Negative electricity prices: Fever symptoms or business as usual?

by Christian Sperling / 22. May 2020

Negative Electricity Prices Since the beginning of the corona crisis, negative power prices have become quite common for electricity traders: In this blog, we explain how negative electricity prices develop and what is positive about them.

Imagine you fill up your car with gas, enter the cash box with a nonchalant "Pump five, please!" and you get 20 Euros paid out instead of putting them on the cashier’s table. Pure fiction? On April 20 of this year, the contract price for WTI oil slipped into negative territory for the first time in decades. Buyers of a barrel of crude oil should thus have received 40 US dollars instead of paying them. The reality, however, is, as always, a little more complex: The negative price did not immediately affect the gas station prices and heating oil is also not given away "with a surcharge". In the meantime, the oil price has also stabilized again - mainly due to trade policy agreements and not to risen oil consumption.

The phenomenon of negative prices on the oil market has gained a great deal of attention from the press, but on the electricity market of the 21st century, negative prices are not really newsworthy. They occur regularly, not only during a pandemic. But where do negative electricity prices come from, and do they have exclusively negative consequences? How can negative price developments be prevented – and is this prevention always desirable?

How do Negative Electricity Prices Occur?

In High School, everybody learns that market economy bases on the interaction between supply and demand. Schoolbooks make often use of apples or pears as examples: If the harvest is good, the fruit is cheap - poor harvests cause fruit prices to rise. However, apples and pears can be stored for a relatively long time: When a shortage comes up, the farmers sell the fruit from the warehouse at a reasonable price. Electricity or crude oil, on the other hand, are very hard to store in world market quantities.

Task details:
Copy out the blog post on negative electricity prices in full, word for word. The entries that come next were drawn from a separate source.

Input data:

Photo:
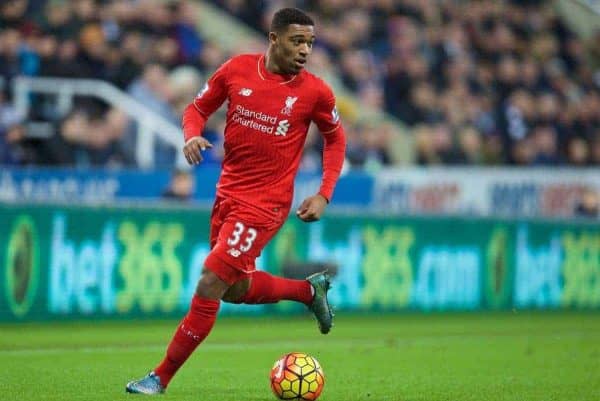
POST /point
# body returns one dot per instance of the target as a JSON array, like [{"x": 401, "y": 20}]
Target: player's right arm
[{"x": 195, "y": 115}]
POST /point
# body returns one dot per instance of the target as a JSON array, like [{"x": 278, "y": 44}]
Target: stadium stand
[{"x": 477, "y": 82}]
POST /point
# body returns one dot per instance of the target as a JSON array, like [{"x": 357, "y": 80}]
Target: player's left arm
[{"x": 326, "y": 117}]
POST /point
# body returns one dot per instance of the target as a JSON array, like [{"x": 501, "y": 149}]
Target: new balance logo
[
  {"x": 289, "y": 104},
  {"x": 282, "y": 127},
  {"x": 203, "y": 91}
]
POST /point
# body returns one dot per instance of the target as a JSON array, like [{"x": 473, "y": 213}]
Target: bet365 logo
[{"x": 22, "y": 266}]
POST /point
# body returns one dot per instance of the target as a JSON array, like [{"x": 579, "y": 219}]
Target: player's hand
[
  {"x": 312, "y": 208},
  {"x": 193, "y": 147}
]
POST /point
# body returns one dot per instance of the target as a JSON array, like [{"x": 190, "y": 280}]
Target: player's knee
[
  {"x": 235, "y": 293},
  {"x": 211, "y": 286}
]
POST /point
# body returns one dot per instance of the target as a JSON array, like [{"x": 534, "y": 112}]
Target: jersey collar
[{"x": 267, "y": 75}]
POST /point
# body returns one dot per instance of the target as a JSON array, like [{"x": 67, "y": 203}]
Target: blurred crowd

Result below:
Negative electricity prices: Fever symptoms or business as usual?

by Christian Sperling / 22. May 2020

Negative Electricity Prices Since the beginning of the corona crisis, negative power prices have become quite common for electricity traders: In this blog, we explain how negative electricity prices develop and what is positive about them.

Imagine you fill up your car with gas, enter the cash box with a nonchalant "Pump five, please!" and you get 20 Euros paid out instead of putting them on the cashier’s table. Pure fiction? On April 20 of this year, the contract price for WTI oil slipped into negative territory for the first time in decades. Buyers of a barrel of crude oil should thus have received 40 US dollars instead of paying them. The reality, however, is, as always, a little more complex: The negative price did not immediately affect the gas station prices and heating oil is also not given away "with a surcharge". In the meantime, the oil price has also stabilized again - mainly due to trade policy agreements and not to risen oil consumption.

The phenomenon of negative prices on the oil market has gained a great deal of attention from the press, but on the electricity market of the 21st century, negative prices are not really newsworthy. They occur regularly, not only during a pandemic. But where do negative electricity prices come from, and do they have exclusively negative consequences? How can negative price developments be prevented – and is this prevention always desirable?

How do Negative Electricity Prices Occur?

In High School, everybody learns that market economy bases on the interaction between supply and demand. Schoolbooks make often use of apples or pears as examples: If the harvest is good, the fruit is cheap - poor harvests cause fruit prices to rise. However, apples and pears can be stored for a relatively long time: When a shortage comes up, the farmers sell the fruit from the warehouse at a reasonable price. Electricity or crude oil, on the other hand, are very hard to store in world market quantities.